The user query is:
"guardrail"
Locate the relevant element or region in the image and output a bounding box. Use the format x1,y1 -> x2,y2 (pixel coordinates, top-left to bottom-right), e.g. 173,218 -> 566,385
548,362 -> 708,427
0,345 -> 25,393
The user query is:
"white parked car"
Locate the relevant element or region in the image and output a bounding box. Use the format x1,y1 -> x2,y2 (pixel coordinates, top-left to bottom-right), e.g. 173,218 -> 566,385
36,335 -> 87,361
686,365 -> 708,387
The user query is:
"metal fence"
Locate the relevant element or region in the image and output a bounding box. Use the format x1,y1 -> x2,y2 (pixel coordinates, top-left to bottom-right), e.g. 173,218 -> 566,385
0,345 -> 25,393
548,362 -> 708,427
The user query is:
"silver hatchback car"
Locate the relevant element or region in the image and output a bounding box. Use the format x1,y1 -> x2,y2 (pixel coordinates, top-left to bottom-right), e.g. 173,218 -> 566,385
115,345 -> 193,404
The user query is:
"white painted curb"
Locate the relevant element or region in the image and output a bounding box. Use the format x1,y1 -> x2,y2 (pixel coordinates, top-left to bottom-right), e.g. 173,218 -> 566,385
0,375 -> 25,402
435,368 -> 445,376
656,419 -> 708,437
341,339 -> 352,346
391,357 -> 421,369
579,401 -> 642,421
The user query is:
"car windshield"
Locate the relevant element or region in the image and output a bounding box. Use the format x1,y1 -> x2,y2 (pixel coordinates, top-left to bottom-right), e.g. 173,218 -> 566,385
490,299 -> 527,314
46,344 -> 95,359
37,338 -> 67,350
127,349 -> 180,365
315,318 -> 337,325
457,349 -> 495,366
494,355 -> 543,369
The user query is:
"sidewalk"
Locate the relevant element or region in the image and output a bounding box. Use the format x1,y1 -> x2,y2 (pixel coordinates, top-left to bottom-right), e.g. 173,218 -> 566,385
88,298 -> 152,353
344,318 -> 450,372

• Directions for this task
Return all lines from the data above with "white" in them.

• Exercise answer
"white parked car"
"white painted curb"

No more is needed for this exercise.